Supplied passage:
(1.) We are concerned in this appeal with a sale-deed, dated the 20 of September, 1916, whereby the plaintiff Bishambhar Nath purported to convey to the defendant Muhammad Said a four annas share in certain zamindari property in the village of Kurian, near Cawnpore. There are two issues for determination: (i) Was Bishambhar Nath a minor on the 20 of September, 1916? (ii) If the first issue be found in the affirmative, should the decree in favour of the plaintiff be made subject to repayment of any consideration actually received by him from the defendant on account of the sale-deed in question? [Their Lordships then examined the evidence bearing on the first issue in detail and held that Bishambhar Nath was a minor on the 20 of September, 1916.]
(2.) We now turn to the second question. Should the decree in favour of the plaintiff be made subject to any and what conditions of repayment?
(3.) Notwithstanding that the effect of our first finding is to declare the contract between the parties destitute of legal effect, we are of opinion that we have an equitable power, wholly distinct from the existence of a contractual or non- contractual relation of the parties, which entitles us in a case of this kind to make a decree conditional upon repayment. In each case the test must be the conduct of the parties. On the one band, the father of the plaintiff contends that the defendant and his father have brought about the moral and financial ruin of his two sons. He maintains that Abdul Aziz secured influence over Sheo Narain, influenced him adversely to his own interests and those of his father, acquired the whole of his share of the family property, and by putting him in funds enabled him to commence a course of dissipation. Similarly when Bishambhar Nath, in July, 1916, was minded to raise money, he was brought by Sheo Narain to the defendant and the latter adopted the same course with him and most carefully and cautiously kept all knowledge of his transactions with Bishambhar Nath from the father. He accepted from Sheo Narain a document of doubtful authenticity, the horoscope; he relied upon a paragraph in a written statement of the father, he contented himself with a medical certificate whereas, it is contended, he ought to have gone to the father and told him of the son's intentions and asked him for proof of his age. It is said that he did not do so as he was well aware that the father would have disapproved strongly of the suggested transactions; and would have asserted his son's minority, and, as against the defendant, the case has been put as one of studied abstention on his part from all communication with the father and as one on. which he was prepared to take risks, actuated by a desire to add to the property originally owned by Sheo Narain that of his brother Bishambhar Nath.

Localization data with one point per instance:
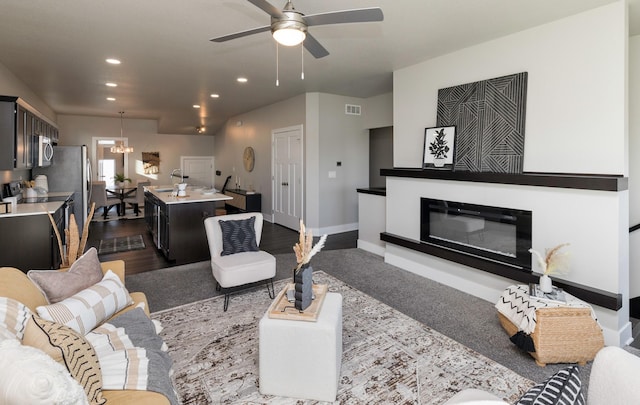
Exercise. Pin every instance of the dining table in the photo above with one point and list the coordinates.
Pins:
(122, 192)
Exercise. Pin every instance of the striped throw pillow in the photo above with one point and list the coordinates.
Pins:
(238, 236)
(562, 388)
(90, 307)
(78, 356)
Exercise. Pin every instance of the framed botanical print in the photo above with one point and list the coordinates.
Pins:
(439, 144)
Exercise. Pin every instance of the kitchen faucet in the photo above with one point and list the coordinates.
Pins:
(173, 174)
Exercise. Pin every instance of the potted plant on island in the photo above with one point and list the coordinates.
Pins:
(120, 179)
(439, 148)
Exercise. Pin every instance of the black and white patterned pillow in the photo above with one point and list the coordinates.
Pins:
(562, 388)
(238, 236)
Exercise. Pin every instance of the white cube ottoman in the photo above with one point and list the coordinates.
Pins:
(302, 359)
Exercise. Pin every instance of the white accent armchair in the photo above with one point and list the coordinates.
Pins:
(241, 268)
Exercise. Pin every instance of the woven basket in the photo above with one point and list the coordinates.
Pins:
(562, 335)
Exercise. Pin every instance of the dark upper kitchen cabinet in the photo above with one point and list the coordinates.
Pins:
(20, 124)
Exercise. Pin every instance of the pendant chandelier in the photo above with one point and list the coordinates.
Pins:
(119, 146)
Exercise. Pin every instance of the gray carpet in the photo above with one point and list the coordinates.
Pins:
(460, 316)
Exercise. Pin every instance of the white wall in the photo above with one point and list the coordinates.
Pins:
(142, 136)
(254, 129)
(634, 165)
(576, 116)
(343, 140)
(330, 136)
(575, 97)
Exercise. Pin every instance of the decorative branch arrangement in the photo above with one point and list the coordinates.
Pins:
(554, 262)
(75, 245)
(304, 251)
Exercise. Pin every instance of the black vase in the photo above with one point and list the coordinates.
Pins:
(303, 287)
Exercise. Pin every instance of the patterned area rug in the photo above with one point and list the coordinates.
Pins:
(387, 356)
(121, 244)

Work request A: In the judgment on the sale-deed appeal, in which village was the zamindari property located?
Work request B: Reproduce word for word the part of the judgment on the sale-deed appeal from "(1.) We are" to "conditions of repayment?".

Task solution A: The property was in the village of Kurian, near Cawnpore.

Task solution B:
(1.) We are concerned in this appeal with a sale-deed, dated the 20 of September, 1916, whereby the plaintiff Bishambhar Nath purported to convey to the defendant Muhammad Said a four annas share in certain zamindari property in the village of Kurian, near Cawnpore. There are two issues for determination: (i) Was Bishambhar Nath a minor on the 20 of September, 1916? (ii) If the first issue be found in the affirmative, should the decree in favour of the plaintiff be made subject to repayment of any consideration actually received by him from the defendant on account of the sale-deed in question? [Their Lordships then examined the evidence bearing on the first issue in detail and held that Bishambhar Nath was a minor on the 20 of September, 1916.]
(2.) We now turn to the second question. Should the decree in favour of the plaintiff be made subject to any and what conditions of repayment?